→ **The records**:
=====
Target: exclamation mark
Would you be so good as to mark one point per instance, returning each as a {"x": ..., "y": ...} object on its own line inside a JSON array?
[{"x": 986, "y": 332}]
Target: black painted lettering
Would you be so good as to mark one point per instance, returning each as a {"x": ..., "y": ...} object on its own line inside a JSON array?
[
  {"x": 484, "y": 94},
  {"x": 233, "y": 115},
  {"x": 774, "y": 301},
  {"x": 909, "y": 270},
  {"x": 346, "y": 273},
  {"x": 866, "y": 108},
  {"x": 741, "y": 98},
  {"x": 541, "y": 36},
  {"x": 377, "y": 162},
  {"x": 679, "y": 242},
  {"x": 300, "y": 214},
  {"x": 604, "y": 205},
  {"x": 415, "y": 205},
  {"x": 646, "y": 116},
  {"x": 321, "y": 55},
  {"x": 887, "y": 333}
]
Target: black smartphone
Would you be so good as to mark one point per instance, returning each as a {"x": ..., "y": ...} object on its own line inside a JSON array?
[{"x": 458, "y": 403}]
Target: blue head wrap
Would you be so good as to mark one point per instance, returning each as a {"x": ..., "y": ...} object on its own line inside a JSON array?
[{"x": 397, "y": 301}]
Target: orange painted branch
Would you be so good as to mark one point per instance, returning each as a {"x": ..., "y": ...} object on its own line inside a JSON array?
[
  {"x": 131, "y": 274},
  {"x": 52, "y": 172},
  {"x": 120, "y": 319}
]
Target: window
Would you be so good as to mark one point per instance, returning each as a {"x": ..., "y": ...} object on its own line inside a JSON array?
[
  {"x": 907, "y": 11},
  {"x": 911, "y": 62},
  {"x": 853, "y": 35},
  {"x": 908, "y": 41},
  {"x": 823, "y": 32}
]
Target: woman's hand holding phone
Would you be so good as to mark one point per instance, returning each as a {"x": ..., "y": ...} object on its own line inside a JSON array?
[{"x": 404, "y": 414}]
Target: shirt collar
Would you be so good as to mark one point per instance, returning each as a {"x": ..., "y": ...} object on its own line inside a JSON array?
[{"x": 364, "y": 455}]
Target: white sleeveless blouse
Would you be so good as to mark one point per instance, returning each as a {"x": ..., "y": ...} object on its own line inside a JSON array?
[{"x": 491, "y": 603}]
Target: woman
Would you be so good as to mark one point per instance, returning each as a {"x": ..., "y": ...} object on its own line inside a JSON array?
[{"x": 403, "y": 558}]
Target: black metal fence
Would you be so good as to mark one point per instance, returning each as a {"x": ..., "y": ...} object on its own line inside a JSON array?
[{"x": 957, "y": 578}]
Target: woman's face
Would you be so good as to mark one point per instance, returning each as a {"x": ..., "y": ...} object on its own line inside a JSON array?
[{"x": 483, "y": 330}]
=====
Go through the records above and repeat each one exactly.

→ **Result of the task**:
Target: exclamation mark
Would you be so good as to mark one point per instance, returning each as a {"x": ..., "y": ...} object on its own line inside a JSON array?
[{"x": 986, "y": 332}]
Target: black painted lettering
Would you be so good as to mark one point per instance, returning each as a {"x": ..., "y": ...} object on its own line inside a JSON array?
[
  {"x": 484, "y": 94},
  {"x": 233, "y": 115},
  {"x": 774, "y": 301},
  {"x": 909, "y": 270},
  {"x": 346, "y": 273},
  {"x": 866, "y": 108},
  {"x": 741, "y": 98},
  {"x": 541, "y": 36},
  {"x": 377, "y": 162},
  {"x": 679, "y": 242},
  {"x": 300, "y": 214},
  {"x": 604, "y": 205},
  {"x": 415, "y": 205},
  {"x": 646, "y": 116},
  {"x": 321, "y": 55},
  {"x": 887, "y": 333}
]
Target: black smartphone
Would you be so good as to mark one point per instance, returning each as a {"x": ..., "y": ...} object on its own line inside a JSON array?
[{"x": 458, "y": 403}]
Target: blue head wrap
Would you be so good as to mark one point per instance, returning each as a {"x": ..., "y": ...} object on its own line inside a JSON array?
[{"x": 397, "y": 301}]
Target: orange painted branch
Would you be so good as to mark one point per instance, returning each as a {"x": ..., "y": ...} object on its own line inside a JSON array?
[
  {"x": 131, "y": 274},
  {"x": 52, "y": 172},
  {"x": 120, "y": 319}
]
Target: window
Would you be so good as to mark one point per instance, returning each as a {"x": ..., "y": ...} object on its own line inside a JSON array?
[
  {"x": 907, "y": 11},
  {"x": 911, "y": 62},
  {"x": 853, "y": 35},
  {"x": 908, "y": 41},
  {"x": 823, "y": 32}
]
Target: woman's hand holding phone
Would you be so good as to mark one point per instance, returning each as a {"x": ..., "y": ...} object on its own line inside a JSON array?
[{"x": 404, "y": 414}]
Target: shirt collar
Would you be so good as to mark one point per instance, returning each as a {"x": ..., "y": ...} object on its own line inside a JSON array?
[{"x": 364, "y": 455}]
Target: white sleeveless blouse
Would you be so good as to mark one point per instance, returning each as a {"x": ..., "y": ...} object on its own line inside a JSON array?
[{"x": 491, "y": 603}]
Target: woman
Would you be so good as to mark one point per instance, returning each as a {"x": ..., "y": ...} object on its own line inside a JSON array?
[{"x": 403, "y": 558}]
Target: black metal fence
Would you be so good as to mark one point per instance, returning each as a {"x": ..., "y": ...} object on its own line inside a JSON array?
[{"x": 957, "y": 578}]
Target: woman's face
Would you be so good as to mark one point per instance, returning each as a {"x": ..., "y": ...} object on its own line inside a JSON array?
[{"x": 483, "y": 330}]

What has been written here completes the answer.